PROBLEM SET >>
1/ Revise the ActiveX thread from "I was able to" to "Service Pack 2.", putting "browser games" in place of "online games".
2/ For each statement about the ActiveX thread, say yes or no according to the thread and quote the words that decide it. (a) fitzgig06 saw the error message while using Avant Browser. (b) fitzgig06 was running IE 6. (c) Running the program fixed the problem for pirateluver.

TEXT SHOWN >>
▬▬▬

# one or more activex controls could not be displayed



## fitzgig06 (Apr 24, 2006)

*I get this message when I get on "myspace" && I am using Avant Browser*



> one or more activex controls could not be displayed because either:
> 
> 1. your current security settings prohibit running activex
> controls on this page, or
> ...


I have searched & I found this answer 



> In internet explorer click on tools at the top of the page and then click on internet options - click on the security tab and then click on custom level. From here you can adjust your active X settings.


Well that doesn't seem to work because everything is "enabled or prompt"

Anyone have any suggestions????


----------



## bradly (Feb 11, 2005)

Hi,
It sounds like your IE needs to be repaired.

IE 6?

Download IEFix from here: http://windowsxp.mvps.org/IEFIX.htm

Close all IE windows, and run the program. Re-try Internet Explorer.


----------



## fitzgig06 (Apr 24, 2006)

bradly said:


> Hi,
> It sounds like your IE needs to be repaired.
> 
> IE 6?
> ...


hm I actually have IE 7, does that fix it as well????


----------



## bradly (Feb 11, 2005)

Yes, I'm sure they both use the same core dll's.

let me know if it works - if not, I will get you to do it manually.

Cheers!


----------



## rko888 (Apr 30, 2007)

XP Pro SP2 just wipe and clean (fresh) installed with McAfee ViruScan Enterprise 8.0.0 installed and Spybot v1.4. 

I was able to run an online games thru realarcade. after I left the computer and XP did the auto updates. the online games no longer plays.


----------



## pirateluver (Jan 7, 2008)

I ran that program and it didn't fix the problem. I am trying to register Quicken and it gives me that same error message.  I knew I shouldn't have installed Service Pack 2.


----------

▬▬▬

PROVIDED MATERIAL >>
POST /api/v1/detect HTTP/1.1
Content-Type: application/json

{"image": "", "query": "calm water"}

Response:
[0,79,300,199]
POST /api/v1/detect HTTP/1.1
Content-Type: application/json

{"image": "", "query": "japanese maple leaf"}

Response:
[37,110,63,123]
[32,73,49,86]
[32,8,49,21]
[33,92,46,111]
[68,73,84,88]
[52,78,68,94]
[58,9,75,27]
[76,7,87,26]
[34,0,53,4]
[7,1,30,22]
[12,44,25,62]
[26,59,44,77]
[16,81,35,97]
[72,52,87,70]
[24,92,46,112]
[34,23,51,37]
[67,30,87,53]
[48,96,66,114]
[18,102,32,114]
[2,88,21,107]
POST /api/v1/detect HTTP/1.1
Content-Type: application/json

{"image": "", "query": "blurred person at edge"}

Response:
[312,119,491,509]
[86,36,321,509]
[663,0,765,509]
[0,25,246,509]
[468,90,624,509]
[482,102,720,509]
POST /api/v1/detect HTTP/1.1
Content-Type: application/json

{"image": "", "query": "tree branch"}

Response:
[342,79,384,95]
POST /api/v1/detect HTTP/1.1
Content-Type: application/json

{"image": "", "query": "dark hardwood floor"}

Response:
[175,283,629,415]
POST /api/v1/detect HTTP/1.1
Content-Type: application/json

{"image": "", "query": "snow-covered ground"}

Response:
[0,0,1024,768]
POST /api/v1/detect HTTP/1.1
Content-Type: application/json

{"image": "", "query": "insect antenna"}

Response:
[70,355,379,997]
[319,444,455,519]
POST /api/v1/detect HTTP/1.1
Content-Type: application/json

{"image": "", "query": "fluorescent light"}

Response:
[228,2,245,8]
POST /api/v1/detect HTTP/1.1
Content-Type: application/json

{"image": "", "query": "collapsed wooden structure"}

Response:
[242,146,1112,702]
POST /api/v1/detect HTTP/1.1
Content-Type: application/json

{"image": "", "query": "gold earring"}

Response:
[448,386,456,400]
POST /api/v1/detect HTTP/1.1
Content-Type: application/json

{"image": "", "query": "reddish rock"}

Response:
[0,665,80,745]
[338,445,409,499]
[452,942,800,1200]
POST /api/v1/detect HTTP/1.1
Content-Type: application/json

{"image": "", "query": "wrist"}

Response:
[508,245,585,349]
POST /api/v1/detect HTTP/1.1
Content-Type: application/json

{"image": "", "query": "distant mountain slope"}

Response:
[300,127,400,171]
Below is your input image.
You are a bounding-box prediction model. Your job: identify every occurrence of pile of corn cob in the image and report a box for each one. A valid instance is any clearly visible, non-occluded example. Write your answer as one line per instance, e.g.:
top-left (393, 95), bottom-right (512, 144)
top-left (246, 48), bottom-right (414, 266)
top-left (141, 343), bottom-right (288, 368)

▬▬▬

EXPECTED RESULTS >>
1/
I was able to run an browser games thru realarcade. after I left the computer and XP did the auto updates. the browser games no longer plays.


----------



## pirateluver (Jan 7, 2008)

I ran that program and it didn't fix the problem. I am trying to register Quicken and it gives me that same error message.  I knew I shouldn't have installed Service Pack 2.

2/
(a) Yes: "I am using Avant Browser"
(b) No: "I actually have IE 7"
(c) No: "I ran that program and it didn't fix the problem."